TEXT EXCERPT:
>> start

Anbernic has a bunch of options at different price-points. The RG35XX H (60 $USD) can handle up to PS1/N64 no problem, though anything beyond that will struggle to play. If you want to play 3DS/Dreamcast/Gamecube/PS2, you can get the RG556 for 100 $USD more.
Go to Aliexpress to find what's on sale and in your price range. Check the video reviews to see what machines they run up to then buy one of those. They're really energy efficient and batteries last forever when turned off.

I don't understand people's obsession with early FF games. There's a big rom hack thing going on at the moment where they're doing randomized job challenge runs of FF4. Of all the games you can play emulated why pick middle of the road JRPGs?
 
The ability to play DVDs was a huge feature for the PS2, just regular DVD players were still $200-300 at that point.

>> end

SET PROBLEM A: Write out the passage on emulation handhelds from "Anbernic has a" up to and including "when turned off.", word for word.

Records:
>> start

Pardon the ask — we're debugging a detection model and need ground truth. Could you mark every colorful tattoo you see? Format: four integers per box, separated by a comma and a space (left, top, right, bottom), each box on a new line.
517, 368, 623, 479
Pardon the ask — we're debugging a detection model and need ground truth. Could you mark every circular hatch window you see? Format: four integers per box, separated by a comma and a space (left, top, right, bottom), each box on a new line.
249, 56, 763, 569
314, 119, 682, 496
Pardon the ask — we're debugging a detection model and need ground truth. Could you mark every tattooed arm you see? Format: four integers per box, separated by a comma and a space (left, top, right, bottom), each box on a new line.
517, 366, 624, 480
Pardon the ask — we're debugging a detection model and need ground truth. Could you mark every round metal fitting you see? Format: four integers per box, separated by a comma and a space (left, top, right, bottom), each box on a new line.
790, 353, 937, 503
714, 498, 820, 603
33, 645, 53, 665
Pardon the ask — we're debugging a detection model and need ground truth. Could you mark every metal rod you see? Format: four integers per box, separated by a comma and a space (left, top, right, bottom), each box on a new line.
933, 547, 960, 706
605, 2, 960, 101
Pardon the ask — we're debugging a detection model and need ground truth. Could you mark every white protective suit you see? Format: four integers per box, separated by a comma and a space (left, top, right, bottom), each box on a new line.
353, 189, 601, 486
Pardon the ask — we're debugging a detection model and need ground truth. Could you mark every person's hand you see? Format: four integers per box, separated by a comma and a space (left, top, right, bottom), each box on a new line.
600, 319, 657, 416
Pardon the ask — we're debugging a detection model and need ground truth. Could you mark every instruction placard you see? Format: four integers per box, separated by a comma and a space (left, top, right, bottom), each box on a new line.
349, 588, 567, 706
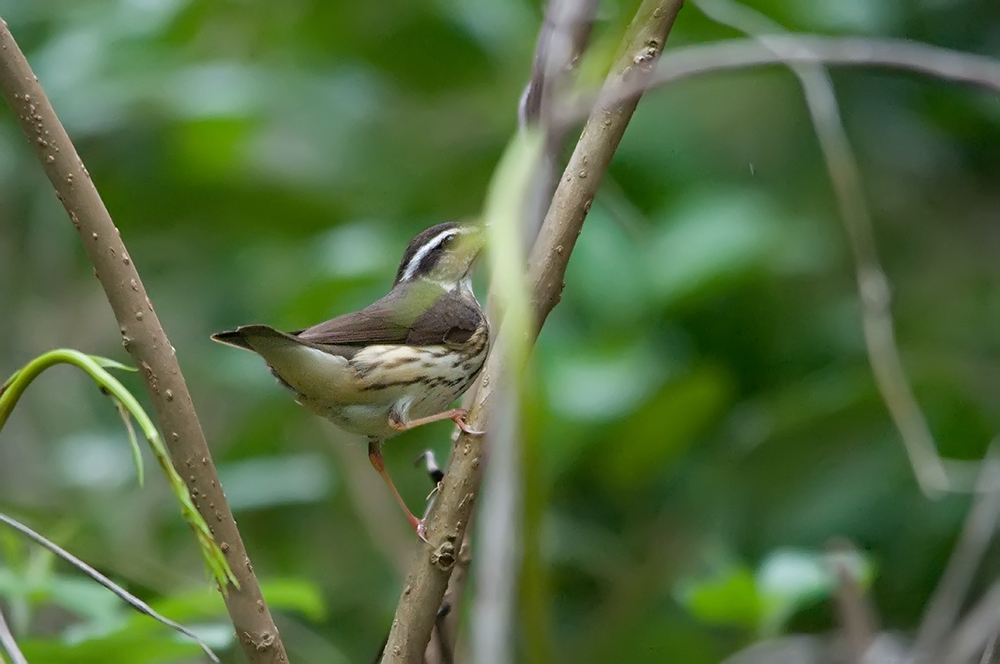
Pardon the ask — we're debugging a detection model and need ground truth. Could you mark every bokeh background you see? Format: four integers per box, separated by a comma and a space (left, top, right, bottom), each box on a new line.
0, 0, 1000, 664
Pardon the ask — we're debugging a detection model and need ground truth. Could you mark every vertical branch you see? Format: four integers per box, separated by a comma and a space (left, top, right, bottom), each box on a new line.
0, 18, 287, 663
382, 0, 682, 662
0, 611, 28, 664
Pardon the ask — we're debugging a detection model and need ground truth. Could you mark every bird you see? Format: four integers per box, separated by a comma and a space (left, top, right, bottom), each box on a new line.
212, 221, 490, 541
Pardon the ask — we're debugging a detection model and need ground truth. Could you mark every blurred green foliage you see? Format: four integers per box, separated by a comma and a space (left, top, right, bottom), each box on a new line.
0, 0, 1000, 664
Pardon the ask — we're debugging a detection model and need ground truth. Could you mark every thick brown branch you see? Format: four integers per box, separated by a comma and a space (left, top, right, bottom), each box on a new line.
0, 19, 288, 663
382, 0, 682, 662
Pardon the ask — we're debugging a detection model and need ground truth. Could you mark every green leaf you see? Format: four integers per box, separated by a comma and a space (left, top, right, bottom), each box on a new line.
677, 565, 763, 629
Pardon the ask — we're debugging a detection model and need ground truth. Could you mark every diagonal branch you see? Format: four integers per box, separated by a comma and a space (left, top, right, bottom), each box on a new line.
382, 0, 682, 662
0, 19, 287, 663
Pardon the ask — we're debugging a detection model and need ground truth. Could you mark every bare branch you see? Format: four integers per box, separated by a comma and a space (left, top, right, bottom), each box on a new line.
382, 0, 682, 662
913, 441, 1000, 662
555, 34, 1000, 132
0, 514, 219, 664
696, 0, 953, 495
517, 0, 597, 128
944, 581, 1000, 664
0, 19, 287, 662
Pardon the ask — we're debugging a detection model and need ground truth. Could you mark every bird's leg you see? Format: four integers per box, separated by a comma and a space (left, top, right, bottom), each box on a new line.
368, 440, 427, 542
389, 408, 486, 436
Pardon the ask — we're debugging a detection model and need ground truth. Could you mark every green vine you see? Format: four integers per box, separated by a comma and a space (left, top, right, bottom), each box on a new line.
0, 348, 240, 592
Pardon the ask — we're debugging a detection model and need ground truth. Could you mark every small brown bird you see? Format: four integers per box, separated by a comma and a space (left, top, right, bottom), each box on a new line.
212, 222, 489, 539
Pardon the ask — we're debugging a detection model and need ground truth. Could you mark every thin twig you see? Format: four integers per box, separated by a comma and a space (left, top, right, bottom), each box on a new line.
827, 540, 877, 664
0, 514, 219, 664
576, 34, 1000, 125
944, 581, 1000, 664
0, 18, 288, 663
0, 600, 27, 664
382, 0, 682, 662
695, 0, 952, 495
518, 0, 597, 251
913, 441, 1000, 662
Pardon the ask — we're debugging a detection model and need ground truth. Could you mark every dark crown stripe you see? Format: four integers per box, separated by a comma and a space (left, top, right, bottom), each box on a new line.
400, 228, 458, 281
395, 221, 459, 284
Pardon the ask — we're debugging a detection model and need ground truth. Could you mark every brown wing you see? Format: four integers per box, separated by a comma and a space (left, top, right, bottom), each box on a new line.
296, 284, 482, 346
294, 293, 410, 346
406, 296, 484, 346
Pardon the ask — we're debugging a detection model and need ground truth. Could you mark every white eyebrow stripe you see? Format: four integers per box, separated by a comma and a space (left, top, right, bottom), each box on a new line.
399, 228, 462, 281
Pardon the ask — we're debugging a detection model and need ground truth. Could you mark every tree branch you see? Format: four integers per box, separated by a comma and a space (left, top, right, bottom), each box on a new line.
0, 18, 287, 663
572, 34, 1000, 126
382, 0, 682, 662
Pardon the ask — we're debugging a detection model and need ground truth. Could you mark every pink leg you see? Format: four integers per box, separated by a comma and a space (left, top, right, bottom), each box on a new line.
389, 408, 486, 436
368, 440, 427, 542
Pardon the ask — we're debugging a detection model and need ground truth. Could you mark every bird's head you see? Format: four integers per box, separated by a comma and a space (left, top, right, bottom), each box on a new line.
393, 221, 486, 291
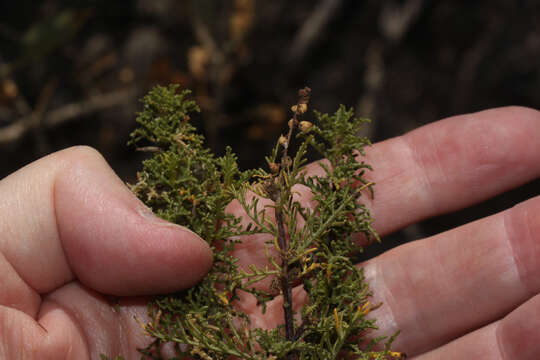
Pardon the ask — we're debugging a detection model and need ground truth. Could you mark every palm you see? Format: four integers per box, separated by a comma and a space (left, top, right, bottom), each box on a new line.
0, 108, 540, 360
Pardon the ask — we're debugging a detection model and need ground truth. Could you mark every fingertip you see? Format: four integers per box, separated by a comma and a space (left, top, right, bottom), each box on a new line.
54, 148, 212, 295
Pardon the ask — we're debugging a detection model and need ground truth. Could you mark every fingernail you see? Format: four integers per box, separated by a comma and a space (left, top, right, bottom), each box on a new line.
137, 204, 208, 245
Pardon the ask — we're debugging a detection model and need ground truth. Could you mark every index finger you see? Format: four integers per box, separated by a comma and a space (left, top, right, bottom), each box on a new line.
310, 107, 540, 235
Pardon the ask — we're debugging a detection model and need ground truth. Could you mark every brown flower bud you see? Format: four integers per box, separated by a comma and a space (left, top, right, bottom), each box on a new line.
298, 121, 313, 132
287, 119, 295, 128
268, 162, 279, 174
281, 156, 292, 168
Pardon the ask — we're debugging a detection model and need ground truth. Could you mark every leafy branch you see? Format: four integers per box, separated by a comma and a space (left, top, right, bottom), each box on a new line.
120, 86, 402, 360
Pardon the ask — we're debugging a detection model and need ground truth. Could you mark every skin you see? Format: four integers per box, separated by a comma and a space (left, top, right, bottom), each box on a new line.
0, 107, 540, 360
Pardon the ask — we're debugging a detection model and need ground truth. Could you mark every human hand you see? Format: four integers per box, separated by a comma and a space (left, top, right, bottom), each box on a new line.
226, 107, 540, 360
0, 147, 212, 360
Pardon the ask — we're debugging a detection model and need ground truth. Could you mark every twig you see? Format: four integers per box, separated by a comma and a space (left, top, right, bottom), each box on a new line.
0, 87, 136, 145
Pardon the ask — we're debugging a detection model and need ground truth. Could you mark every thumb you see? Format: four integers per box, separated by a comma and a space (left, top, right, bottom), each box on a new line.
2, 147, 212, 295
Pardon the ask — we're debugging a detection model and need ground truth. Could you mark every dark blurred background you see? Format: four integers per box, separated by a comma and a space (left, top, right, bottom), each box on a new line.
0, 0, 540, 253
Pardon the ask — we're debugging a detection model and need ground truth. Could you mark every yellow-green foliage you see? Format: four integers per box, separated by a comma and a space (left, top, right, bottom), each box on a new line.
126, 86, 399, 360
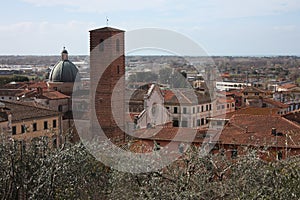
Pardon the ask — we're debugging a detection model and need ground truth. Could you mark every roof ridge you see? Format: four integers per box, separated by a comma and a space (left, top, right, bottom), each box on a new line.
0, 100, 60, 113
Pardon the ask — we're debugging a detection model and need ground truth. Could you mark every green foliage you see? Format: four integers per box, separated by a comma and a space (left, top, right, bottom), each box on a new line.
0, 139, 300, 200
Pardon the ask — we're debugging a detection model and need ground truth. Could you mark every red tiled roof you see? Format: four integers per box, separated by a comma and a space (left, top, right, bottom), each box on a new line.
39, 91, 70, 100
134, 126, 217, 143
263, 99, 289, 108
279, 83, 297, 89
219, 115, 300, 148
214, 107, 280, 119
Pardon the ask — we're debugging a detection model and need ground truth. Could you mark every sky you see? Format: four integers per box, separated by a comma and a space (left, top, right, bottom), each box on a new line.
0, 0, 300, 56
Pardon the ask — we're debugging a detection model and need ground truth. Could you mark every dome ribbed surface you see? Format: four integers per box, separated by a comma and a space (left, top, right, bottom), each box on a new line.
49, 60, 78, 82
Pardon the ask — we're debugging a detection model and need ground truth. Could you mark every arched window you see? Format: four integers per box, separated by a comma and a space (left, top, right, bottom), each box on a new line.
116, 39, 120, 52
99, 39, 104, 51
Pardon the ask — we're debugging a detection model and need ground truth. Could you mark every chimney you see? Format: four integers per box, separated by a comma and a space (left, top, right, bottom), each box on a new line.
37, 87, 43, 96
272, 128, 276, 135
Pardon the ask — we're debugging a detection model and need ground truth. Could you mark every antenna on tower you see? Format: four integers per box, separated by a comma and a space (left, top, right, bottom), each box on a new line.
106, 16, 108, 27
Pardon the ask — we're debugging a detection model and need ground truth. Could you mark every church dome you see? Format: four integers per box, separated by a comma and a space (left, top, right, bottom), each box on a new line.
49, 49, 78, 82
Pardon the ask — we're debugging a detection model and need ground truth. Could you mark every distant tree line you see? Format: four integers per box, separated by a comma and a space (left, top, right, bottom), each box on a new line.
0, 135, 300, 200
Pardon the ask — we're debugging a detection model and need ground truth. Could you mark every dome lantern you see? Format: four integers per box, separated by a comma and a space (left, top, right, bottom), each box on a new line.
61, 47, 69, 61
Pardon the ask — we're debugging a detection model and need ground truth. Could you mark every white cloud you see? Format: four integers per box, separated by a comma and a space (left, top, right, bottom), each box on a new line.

>> end

SET PROBLEM B: Filter the records and copy each line that contains the string "diagonal", matching case exactly.

WRITTEN ANSWER A:
Anbernic has a bunch of options at different price-points. The RG35XX H (60 $USD) can handle up to PS1/N64 no problem, though anything beyond that will struggle to play. If you want to play 3DS/Dreamcast/Gamecube/PS2, you can get the RG556 for 100 $USD more.
Go to Aliexpress to find what's on sale and in your price range. Check the video reviews to see what machines they run up to then buy one of those. They're really energy efficient and batteries last forever when turned off.

WRITTEN ANSWER B:
Pardon the ask — we're debugging a detection model and need ground truth. Could you mark every diagonal branch you see? Format: four integers per box, separated by a comma and a space (left, top, right, bottom), each box on a new line.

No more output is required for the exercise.